Instrução A: Transcreva literalmente o trecho da entrevista com a banda Räivä que começa em "A luta contra a" e segue até "nossa campanha/hashtag #Marconaobasta.".

Trecho do texto:
Entrevista com a banda crust feminista Räivä (AL), conheçam o excelente trampo das minas mas também suas ideias e reflexões

Nesse mês de março, onde acontece a comemoração do Dia Internacional da Mulher (08 de Março), instituído pela ONU na década de 70’, iremos revisitar uma entrevista com o pessoal da banda alagoana Räivä.

Destaca-se que o 08 de Março, para além de uma mera comemoração, simboliza a luta. Quer seja a luta pelo sufrágio, a luta por melhores condições de trabalho no chão de fábrica ou ainda a luta contra todos os tipos de opressão que, notadamente, são interseccionalizadas, como bem lecionou a advogada e professora Kimberle Crenshaw. Crítica da tradicional prática dos Direitos Humanos, Crenshaw pontuou: “quando mulheres negras sofrem discriminação de gênero, iguais às sofridas pelas mulheres dominantes, devem ser protegidas, assim quando experimenta discriminações raciais que as brancas freqüentemente não experimentam”.

A luta contra a opressão de gênero jamais pode se dissociar da luta contra todo o sistema de opressão, que perpassa por discriminações étnicas, geracionais, classes sociais, dentre outras.

Assim, essa entrevista busca a opinião dessas mulheres de fibra, representantes da cena hardcore alagoana, sobre diversos assuntos. Uma entrevista das melhores que já fiz, a qual já foi utilizada em outras oportunidades, primeiro no blog da Saco de Vacilo e posteriormente na produção de um Fanzine para minha Especialização. Agora trago essa conversa potente aqui pro Oganpazan para integrar-se aos esforços da nossa campanha/hashtag #Marconaobasta.

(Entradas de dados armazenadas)
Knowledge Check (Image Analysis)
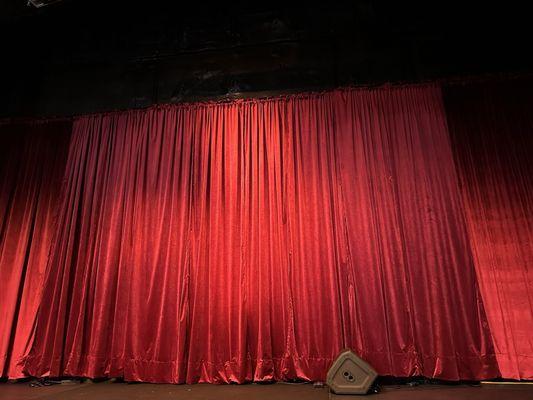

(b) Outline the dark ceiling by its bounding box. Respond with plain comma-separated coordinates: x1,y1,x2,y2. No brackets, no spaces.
0,0,533,116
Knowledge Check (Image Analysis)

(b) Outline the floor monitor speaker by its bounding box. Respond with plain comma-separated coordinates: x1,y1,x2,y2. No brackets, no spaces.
327,350,378,394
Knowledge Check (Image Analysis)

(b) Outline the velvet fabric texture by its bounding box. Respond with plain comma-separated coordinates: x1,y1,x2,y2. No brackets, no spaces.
444,80,533,379
16,85,499,382
0,122,71,378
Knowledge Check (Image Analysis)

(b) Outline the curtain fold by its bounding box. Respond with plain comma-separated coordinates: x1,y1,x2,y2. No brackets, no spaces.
444,80,533,379
21,85,499,382
0,122,71,378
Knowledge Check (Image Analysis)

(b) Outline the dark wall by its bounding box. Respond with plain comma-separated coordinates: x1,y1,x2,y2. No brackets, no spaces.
0,0,532,116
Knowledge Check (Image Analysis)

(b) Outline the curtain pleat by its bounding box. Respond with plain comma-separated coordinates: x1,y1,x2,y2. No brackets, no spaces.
17,85,499,383
0,122,71,378
444,80,533,379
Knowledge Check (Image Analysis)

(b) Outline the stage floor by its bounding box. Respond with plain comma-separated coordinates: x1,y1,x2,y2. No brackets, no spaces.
0,382,533,400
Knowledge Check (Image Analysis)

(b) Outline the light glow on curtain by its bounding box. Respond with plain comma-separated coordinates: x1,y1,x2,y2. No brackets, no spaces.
18,85,498,382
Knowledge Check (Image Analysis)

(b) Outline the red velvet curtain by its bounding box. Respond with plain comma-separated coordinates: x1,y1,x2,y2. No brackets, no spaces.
21,86,498,382
0,122,71,378
445,80,533,379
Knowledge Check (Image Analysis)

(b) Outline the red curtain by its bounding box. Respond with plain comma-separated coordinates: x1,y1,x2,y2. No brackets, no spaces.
21,86,498,382
445,80,533,379
0,122,71,378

Instrução B: Cite sem alterações as linhas das entradas desde o início até a linha que contém "327,350,378,394", incluindo as duas extremidades. Deixe as imagens fora da resposta.

Resposta A:
A luta contra a opressão de gênero jamais pode se dissociar da luta contra todo o sistema de opressão, que perpassa por discriminações étnicas, geracionais, classes sociais, dentre outras.

Assim, essa entrevista busca a opinião dessas mulheres de fibra, representantes da cena hardcore alagoana, sobre diversos assuntos. Uma entrevista das melhores que já fiz, a qual já foi utilizada em outras oportunidades, primeiro no blog da Saco de Vacilo e posteriormente na produção de um Fanzine para minha Especialização. Agora trago essa conversa potente aqui pro Oganpazan para integrar-se aos esforços da nossa campanha/hashtag #Marconaobasta.

Resposta B:
Knowledge Check (Image Analysis)

(b) Outline the dark ceiling by its bounding box. Respond with plain comma-separated coordinates: x1,y1,x2,y2. No brackets, no spaces.
0,0,533,116
Knowledge Check (Image Analysis)

(b) Outline the floor monitor speaker by its bounding box. Respond with plain comma-separated coordinates: x1,y1,x2,y2. No brackets, no spaces.
327,350,378,394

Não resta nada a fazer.